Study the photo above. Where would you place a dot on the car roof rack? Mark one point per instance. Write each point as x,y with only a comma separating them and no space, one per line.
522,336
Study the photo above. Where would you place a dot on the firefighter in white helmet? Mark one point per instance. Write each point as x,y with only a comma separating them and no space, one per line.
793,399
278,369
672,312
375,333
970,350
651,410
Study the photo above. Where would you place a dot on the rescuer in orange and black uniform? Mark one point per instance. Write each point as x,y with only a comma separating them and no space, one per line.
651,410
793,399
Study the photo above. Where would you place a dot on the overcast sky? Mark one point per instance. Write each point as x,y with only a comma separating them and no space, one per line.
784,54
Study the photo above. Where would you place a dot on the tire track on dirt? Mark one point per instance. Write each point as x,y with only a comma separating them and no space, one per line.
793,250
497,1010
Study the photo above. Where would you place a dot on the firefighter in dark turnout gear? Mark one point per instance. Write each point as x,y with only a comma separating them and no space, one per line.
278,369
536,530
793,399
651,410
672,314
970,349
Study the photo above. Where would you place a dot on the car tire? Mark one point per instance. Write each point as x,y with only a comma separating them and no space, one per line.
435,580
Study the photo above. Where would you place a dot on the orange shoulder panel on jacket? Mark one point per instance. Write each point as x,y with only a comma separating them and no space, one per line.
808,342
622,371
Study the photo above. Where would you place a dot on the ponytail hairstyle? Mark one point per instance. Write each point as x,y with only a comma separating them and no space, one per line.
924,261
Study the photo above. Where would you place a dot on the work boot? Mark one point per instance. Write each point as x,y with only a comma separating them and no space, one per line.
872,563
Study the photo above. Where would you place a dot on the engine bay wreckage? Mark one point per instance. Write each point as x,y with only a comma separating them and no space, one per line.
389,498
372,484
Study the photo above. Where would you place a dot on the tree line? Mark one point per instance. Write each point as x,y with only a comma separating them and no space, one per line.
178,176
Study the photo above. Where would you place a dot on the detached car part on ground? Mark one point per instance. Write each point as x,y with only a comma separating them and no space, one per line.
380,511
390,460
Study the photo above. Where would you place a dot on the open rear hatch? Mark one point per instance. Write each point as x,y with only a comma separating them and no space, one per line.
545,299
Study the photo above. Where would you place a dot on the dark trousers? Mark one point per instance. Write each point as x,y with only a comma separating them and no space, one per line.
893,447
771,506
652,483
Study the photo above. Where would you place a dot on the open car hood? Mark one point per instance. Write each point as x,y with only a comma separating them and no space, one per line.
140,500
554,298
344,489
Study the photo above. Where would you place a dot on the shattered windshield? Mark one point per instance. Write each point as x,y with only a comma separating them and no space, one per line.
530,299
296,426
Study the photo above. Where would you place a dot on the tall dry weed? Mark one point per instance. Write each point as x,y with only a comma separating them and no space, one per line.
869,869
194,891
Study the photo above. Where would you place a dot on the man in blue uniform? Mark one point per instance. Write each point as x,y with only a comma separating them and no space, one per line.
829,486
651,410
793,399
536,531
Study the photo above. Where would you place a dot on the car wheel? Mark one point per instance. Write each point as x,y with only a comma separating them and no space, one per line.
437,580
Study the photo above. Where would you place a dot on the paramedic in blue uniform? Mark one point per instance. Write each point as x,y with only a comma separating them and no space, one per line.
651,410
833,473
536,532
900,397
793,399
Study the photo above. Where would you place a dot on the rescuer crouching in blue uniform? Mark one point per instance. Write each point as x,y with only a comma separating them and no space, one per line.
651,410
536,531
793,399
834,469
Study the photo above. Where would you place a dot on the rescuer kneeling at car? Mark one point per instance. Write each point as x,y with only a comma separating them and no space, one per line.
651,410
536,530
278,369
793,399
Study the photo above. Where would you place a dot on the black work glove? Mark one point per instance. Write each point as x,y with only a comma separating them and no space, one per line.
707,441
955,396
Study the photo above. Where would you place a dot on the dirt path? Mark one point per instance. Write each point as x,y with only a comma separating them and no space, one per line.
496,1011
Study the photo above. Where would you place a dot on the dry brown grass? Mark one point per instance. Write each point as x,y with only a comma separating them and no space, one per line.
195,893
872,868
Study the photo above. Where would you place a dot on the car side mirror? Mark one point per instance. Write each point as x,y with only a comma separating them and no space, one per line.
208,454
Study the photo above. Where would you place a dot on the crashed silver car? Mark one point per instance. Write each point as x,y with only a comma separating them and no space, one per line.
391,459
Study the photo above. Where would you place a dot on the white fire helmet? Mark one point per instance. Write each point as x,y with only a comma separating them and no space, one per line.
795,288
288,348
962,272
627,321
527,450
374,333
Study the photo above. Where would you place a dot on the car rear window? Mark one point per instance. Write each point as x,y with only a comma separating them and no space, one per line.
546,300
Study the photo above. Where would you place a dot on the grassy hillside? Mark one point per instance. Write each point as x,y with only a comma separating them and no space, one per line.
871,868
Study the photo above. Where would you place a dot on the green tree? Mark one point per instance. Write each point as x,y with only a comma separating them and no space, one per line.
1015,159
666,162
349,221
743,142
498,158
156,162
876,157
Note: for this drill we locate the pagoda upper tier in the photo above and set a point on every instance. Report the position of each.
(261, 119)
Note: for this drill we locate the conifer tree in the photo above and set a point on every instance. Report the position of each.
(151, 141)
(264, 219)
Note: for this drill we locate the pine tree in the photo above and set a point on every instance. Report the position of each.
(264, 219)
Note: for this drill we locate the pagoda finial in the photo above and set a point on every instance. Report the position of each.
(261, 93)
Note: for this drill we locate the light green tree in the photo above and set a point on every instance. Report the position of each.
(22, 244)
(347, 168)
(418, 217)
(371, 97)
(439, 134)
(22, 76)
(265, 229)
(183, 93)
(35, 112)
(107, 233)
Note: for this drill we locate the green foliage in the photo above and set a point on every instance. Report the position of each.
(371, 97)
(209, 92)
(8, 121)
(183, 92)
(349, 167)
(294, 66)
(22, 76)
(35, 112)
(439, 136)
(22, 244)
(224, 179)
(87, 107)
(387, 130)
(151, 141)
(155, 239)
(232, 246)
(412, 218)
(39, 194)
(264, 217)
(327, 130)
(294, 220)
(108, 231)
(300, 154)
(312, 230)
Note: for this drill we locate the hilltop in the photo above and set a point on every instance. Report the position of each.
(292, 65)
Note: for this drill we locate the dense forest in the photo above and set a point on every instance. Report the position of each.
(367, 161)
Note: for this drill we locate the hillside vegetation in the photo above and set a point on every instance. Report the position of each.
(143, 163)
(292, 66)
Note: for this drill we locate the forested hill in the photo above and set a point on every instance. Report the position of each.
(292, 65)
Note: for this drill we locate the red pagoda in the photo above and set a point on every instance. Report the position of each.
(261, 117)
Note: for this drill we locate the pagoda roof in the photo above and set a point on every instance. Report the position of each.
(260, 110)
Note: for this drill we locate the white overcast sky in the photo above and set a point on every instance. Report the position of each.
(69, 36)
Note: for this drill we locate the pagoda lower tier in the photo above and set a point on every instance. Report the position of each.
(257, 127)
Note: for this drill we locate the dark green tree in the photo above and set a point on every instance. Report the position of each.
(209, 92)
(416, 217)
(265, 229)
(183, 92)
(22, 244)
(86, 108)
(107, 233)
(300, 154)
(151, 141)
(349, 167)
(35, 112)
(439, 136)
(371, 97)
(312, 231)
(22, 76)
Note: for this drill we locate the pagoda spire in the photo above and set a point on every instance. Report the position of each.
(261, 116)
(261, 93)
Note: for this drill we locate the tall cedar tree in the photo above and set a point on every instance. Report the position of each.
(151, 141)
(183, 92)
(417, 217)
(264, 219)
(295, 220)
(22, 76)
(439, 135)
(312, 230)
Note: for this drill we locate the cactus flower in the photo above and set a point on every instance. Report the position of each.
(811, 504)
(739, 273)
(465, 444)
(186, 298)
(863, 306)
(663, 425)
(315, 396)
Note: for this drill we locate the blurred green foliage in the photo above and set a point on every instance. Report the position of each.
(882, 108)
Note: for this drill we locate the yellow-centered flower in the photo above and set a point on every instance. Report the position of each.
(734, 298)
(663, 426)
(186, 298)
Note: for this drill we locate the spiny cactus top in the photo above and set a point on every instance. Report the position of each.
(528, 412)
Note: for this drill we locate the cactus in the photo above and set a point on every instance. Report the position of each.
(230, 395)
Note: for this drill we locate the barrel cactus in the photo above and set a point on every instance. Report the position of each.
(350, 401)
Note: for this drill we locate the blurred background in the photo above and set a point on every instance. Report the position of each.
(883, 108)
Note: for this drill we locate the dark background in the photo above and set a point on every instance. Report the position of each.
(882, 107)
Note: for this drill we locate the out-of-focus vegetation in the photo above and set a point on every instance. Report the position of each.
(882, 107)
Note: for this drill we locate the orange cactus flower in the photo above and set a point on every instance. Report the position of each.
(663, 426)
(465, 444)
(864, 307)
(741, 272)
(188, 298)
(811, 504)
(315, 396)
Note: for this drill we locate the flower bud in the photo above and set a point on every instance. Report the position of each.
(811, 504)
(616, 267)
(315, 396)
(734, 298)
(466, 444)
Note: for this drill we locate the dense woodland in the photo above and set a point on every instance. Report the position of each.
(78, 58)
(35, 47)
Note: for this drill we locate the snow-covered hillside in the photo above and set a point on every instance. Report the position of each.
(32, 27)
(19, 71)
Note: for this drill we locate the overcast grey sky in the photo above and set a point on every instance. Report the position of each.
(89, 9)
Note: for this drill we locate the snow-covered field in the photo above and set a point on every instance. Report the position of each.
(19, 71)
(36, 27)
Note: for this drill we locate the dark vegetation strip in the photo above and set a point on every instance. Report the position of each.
═══
__What you will do__
Write out exactly the final stretch of the records: the line containing "Note: for this drill we locate the blurred background" and every line after it, through the last, and nothing else.

__Solution to this task__
Note: for this drill we locate the blurred background in the photo above and set a point on every instance. Report the position of each.
(883, 108)
Note: for this drill we locate the dark background in the photo above and set a point on every instance. Report the position of each.
(882, 107)
Note: for this drill we locate the out-of-focus vegetation in the photo above and set a point on every instance. Report the position of each.
(882, 107)
Note: for this drill we locate the orange cactus flower in the photo above and set a point on every instance. Report the position of each.
(663, 426)
(465, 444)
(864, 307)
(741, 272)
(188, 298)
(811, 504)
(315, 396)
Note: for this drill we locate the flower bud in the photo above and set a point on every instance. Report the position of each.
(811, 504)
(616, 267)
(315, 396)
(734, 298)
(466, 444)
Note: for this drill we locate the dense woodland in the photo above and set a point on every instance. Report the position of each.
(78, 58)
(35, 47)
Note: for this drill we locate the snow-covered hillside in the photo above and set a point on every instance. Report the position of each.
(32, 27)
(19, 71)
Note: for this drill we locate the overcast grey sky in the photo above and set a point on every instance. Report the position of each.
(89, 9)
Note: for this drill we locate the snow-covered field in the photo above and set a point on every instance. Report the position of each.
(19, 71)
(36, 27)
Note: for this drill we locate the dark vegetation strip in the photo above and set a point on every instance. Report the position of each.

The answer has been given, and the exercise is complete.